# Study text
Josef Lutz (born 1954 in Ellwangen (Jagst)) is a German physicist and electrical engineer.

==Career==

Lutz grew up in a small village called Baldern in the southern part of Germany, his father was smith and farmer. In 1973, Lutz received his high-school diploma from the Theodor-Heuss-Gymnasium, Aalen. He studied Physics at the University of Stuttgart and received his Diploma in Physics in 1982. After his military service he joined Semikron Electronics in Nuremberg. The main focus of his work was on Gate turn-off thyristor and fast diodes. In 1999, he graduated as PhD in Electrical Engineering from the Technische Universität Ilmenau, Germany. Since August 2001, he has been Professor of the Chair of Power Electronics and Electromagnetic Compatibility at TU Chemnitz. He is senior member of IEEE, member of the board of directors of the PCIM Europe, member of the board of directors of the ZfM, of the International Steering Committee of the EPE, the Technical Committee of the ISPSD, the Program Committee of the ISPS, the Technical Program Committee of the CIPS and member of the Editorial Advisory Board of Microelectronics Reliability. In 2005, he was awarded with the degree of Honorable Professor by the North-Caucasus Federal University, Russia. Josef Lutz is among the top 1 percent of the world's most cited researchers in their field.

==Inventions==

Lutz invented the Controlled Axial Lifetime (CAL) diode, a fast, soft freewheeling diode with the best properties in the world. The CAL diode was the first diode with soft recovery behavior under all application relevant conditions. It allows to use the fast switching capability of the IGBT. It has been produced in high volumes since 1995. Due to its lower conduction losses, the CAL diode has led to energy savings in the range of several large power plants in the GW-Range.
Lutz is inventor or co-inventor of more than 25 patents held by Semikron and Infineon.

==Scientific work==

Lutz´s university research focuses on ruggedness of power semiconductor devices, on packaging related reliability as well as on electromobility. He is involved in several national and international research projects. Lutz has published more than 270 scientific articles and conference contributions. His main publication is the book "Semiconductor Power Devices – Physics, Characteristics, Reliability", printed in German (first edition 2006, second edition 2012), and together with Heinrich Schlangenotto, Uwe Scheuermann and Rik De Doncker in English (first edition 2011, second edition 2018) and in Chinese (2013).

==International electrical engineer’s education==

At every PCIM Conference Lutz is instructor of the tutorials on "Reliability of IGBT Power Modules". Several of his statements have been published in the PCIM Europe Community Dialogue. Additionally, he gave several tutorials on "Power Device Ruggedness" and on "Transit Time Oscillations in IGBT Power Modules" in Germany, France, Norway and even three times invited in Japan. In September 2017, Lutz received the international Outstanding Achievements Award in the field of Power Electronics at the European Conference on Power Electronics and Applications (EPE 2017).

==Critical science==

Lutz is one of the speakers of the Open Academy, an institution for advanced and critical science. He is opponent of the Big Bang theory. He was one of the speakers at the 1st Crisis in Cosmology Conference, whose proceedings were published by the American Institute of Physics. A further critical science conference contribution is "Objections against the current limits for microwave radiation". Lutz is strongly engaged in environmental protection activities.

# Tasks and exercises
A – Copy the stretch of the Josef Lutz biography from "Lutz invented the" through "Semikron and Infineon." word for word.
B – According to the Josef Lutz biography, in which countries did Lutz give tutorials on "Power Device Ruggedness" and "Transit Time Oscillations in IGBT Power Modules"? List them all.

# Study material
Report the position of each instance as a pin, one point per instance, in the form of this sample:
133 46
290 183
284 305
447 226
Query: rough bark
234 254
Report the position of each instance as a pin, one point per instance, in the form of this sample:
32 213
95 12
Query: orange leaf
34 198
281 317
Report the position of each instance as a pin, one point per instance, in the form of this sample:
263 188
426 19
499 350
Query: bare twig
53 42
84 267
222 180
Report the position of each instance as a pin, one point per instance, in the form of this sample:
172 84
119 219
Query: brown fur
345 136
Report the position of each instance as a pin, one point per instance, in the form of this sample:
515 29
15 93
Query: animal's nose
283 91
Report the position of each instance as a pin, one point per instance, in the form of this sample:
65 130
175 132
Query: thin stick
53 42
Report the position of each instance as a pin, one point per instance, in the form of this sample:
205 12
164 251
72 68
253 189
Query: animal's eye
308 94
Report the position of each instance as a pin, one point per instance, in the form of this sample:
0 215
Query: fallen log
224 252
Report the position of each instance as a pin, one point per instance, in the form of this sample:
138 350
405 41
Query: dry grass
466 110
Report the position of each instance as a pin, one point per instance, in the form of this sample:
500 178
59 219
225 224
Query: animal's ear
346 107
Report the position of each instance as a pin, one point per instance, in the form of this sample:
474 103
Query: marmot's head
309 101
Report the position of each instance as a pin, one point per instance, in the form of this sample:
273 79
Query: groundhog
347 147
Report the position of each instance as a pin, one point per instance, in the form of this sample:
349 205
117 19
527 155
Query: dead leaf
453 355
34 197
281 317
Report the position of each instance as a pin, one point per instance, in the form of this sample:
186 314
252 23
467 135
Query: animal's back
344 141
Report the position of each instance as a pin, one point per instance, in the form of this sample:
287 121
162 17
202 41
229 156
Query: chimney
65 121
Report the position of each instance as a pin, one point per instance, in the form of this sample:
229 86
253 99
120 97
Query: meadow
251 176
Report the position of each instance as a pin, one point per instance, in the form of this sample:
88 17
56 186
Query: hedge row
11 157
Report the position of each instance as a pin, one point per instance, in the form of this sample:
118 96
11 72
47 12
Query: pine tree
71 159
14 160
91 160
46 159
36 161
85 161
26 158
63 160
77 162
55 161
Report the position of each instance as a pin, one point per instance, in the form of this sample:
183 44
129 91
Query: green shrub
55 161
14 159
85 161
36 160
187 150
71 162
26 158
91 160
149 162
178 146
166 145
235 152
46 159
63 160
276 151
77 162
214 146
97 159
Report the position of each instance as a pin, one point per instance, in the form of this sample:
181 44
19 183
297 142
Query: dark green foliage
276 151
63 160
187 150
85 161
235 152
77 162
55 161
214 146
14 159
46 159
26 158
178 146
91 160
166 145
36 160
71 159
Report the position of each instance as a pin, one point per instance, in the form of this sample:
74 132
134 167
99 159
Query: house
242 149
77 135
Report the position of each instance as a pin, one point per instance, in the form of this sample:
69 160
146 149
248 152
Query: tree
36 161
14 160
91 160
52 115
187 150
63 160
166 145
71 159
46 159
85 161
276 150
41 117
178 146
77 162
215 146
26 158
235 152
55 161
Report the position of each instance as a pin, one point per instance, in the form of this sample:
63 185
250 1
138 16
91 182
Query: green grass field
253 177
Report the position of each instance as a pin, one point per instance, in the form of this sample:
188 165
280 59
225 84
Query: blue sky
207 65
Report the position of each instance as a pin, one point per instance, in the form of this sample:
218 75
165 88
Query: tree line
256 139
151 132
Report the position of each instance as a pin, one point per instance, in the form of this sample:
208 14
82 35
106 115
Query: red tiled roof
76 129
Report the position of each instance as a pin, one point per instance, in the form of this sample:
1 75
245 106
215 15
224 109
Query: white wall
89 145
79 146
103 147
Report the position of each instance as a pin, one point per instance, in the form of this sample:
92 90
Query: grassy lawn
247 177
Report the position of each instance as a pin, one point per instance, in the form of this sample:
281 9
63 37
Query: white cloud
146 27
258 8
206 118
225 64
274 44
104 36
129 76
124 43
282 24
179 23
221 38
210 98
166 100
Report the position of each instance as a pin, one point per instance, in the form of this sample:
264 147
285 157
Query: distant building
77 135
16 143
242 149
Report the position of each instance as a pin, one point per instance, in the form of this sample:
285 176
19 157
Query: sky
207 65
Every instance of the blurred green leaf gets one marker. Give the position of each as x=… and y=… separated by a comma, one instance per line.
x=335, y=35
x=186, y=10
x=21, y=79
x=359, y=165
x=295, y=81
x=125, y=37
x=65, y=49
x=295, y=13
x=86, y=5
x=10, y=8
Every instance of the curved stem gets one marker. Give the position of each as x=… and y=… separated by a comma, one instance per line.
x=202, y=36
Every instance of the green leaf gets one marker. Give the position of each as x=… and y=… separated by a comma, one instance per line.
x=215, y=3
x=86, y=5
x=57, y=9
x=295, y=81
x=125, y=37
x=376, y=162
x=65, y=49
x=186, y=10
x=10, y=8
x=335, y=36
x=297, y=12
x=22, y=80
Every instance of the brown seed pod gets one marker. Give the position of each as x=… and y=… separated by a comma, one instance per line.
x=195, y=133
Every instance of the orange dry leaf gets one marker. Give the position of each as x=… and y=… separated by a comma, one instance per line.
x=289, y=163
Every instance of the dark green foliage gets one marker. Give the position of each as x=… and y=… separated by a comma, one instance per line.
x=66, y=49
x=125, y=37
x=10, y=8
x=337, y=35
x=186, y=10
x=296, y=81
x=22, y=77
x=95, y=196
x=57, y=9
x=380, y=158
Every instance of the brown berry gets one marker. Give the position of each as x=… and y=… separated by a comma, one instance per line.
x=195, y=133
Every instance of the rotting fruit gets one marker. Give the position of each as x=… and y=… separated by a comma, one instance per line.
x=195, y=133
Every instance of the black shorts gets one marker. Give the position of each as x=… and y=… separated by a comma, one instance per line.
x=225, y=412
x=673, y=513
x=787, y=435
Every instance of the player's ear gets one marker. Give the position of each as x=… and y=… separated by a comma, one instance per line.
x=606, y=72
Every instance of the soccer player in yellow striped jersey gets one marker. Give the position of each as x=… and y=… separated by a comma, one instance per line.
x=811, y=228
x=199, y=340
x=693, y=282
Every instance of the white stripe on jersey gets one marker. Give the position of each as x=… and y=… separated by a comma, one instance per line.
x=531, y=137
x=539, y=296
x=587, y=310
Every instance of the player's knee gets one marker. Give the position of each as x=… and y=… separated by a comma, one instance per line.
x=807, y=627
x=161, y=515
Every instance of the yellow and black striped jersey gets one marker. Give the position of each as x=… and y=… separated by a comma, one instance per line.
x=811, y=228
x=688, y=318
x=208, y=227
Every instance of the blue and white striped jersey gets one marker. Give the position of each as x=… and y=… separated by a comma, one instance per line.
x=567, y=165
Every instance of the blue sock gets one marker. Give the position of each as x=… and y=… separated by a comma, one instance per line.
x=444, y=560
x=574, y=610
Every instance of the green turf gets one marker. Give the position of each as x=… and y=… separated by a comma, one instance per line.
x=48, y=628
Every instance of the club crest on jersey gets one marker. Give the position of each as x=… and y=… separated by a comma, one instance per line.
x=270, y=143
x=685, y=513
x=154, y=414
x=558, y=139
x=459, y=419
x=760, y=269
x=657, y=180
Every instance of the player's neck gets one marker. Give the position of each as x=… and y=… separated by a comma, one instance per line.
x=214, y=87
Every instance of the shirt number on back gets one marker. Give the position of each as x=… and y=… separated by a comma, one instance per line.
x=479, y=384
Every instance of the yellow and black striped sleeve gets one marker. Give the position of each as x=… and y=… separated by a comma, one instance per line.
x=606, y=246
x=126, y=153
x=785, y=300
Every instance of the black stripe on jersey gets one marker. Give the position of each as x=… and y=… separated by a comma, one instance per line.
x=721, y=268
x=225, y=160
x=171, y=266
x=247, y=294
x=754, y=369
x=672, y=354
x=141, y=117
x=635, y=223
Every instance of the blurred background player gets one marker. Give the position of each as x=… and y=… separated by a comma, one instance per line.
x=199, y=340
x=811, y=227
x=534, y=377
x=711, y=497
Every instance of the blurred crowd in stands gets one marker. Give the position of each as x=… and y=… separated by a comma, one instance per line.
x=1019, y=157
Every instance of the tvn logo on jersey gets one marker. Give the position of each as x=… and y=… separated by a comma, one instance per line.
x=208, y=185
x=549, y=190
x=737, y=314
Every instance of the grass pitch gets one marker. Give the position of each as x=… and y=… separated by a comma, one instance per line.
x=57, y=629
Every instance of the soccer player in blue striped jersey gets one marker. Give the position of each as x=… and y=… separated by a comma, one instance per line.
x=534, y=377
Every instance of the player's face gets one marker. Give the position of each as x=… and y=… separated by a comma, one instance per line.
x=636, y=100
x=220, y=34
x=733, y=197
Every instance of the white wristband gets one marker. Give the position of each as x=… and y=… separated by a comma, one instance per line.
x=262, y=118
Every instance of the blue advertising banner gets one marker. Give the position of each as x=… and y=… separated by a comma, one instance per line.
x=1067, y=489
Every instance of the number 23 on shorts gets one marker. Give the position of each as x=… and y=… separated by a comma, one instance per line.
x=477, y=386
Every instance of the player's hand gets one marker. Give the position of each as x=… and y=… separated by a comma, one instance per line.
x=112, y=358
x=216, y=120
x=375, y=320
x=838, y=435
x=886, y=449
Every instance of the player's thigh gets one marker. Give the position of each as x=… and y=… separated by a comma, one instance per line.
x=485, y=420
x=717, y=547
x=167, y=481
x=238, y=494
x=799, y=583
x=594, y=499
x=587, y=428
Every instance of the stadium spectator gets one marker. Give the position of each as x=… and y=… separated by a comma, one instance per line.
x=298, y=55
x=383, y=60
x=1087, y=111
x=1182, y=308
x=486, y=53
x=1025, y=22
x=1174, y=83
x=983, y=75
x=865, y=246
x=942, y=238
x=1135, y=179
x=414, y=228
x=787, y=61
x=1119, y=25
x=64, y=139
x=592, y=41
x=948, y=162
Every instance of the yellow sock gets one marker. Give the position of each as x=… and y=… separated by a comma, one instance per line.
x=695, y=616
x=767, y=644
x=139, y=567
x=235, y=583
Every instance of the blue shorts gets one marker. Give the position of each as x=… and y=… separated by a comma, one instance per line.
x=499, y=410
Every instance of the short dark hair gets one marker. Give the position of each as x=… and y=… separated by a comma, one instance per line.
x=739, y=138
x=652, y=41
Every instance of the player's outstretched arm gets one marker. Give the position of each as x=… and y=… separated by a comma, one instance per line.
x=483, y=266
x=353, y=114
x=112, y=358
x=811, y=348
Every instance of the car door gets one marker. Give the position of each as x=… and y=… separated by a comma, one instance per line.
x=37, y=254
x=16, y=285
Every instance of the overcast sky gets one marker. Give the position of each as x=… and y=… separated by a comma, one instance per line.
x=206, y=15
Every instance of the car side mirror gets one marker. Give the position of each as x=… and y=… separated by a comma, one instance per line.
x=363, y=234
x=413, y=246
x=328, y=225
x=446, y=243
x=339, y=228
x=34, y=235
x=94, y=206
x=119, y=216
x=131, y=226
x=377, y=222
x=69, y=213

# Per-task answers
A –
Lutz invented the Controlled Axial Lifetime (CAL) diode, a fast, soft freewheeling diode with the best properties in the world. The CAL diode was the first diode with soft recovery behavior under all application relevant conditions. It allows to use the fast switching capability of the IGBT. It has been produced in high volumes since 1995. Due to its lower conduction losses, the CAL diode has led to energy savings in the range of several large power plants in the GW-Range.
Lutz is inventor or co-inventor of more than 25 patents held by Semikron and Infineon.

B – Germany, France, Norway, Japan